### Task
Reproduce, word for word, the stretch from "3) I would think" through "a result set." in the forum thread below on sending batched stored procedure calls to a server.

### Supplied passage
Sending batches of SPs at one time from Application

  • The developers I am working with are taking to the idea of stored procedures which is great. Problem is now they seem to be sending batches of stored procedures at the server at one time. I don't think this is beneficial. Here is an example of what I am getting thrown at the server

    EXEC [DBO].[GET_XXXCONTACTS] @P_TRANSACTIONSID; EXEC [DBO].[GET_XXXASSIGNEDCONTACTS] @P_TRANSACTIONSID; EXEC [DBO].[GET_XXXTRANSACTIONS] @P_TRANSACTIONSID; EXEC [DBO].[GET_XXXCOST] @P_TRANSACTIONSID; EXEC [DBO].[GET_XXXRATE] @P_TRANSACTIONSID; EXEC [DBO].[GET_TAXRATEG] @P_TRANSACTIONSID; EXEC [DBO].[GET_PO] @P_TRANSACTIONSID;

    I have removed most of the other transactions. There are about 25-30 of them. Here are the issues I have with this -

    1) Makes performance debugging a nightmare. All transactions taking 860 micro Secs currently. I can not see what one transaction is taking.

    2) From the application side is there really a benefit to hitting the server once vs 30 times. I know on the server it is still processing 30 commands so I can not imagine a speed gain here

    3) I would think I/O would suffer trying to jam a bunch of data through the network

    Any thoughts would be appreciated

  • I agree with you, it is an ugly and not scalable way to interact with a database server. They should pull all of the rows they need relating to a given transactionID in one batch and receive it as a result set.

### Given data
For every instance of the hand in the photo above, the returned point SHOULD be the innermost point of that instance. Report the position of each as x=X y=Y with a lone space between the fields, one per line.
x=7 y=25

### Answer below
3) I would think I/O would suffer trying to jam a bunch of data through the network

    Any thoughts would be appreciated

  • I agree with you, it is an ugly and not scalable way to interact with a database server. They should pull all of the rows they need relating to a given transactionID in one batch and receive it as a result set.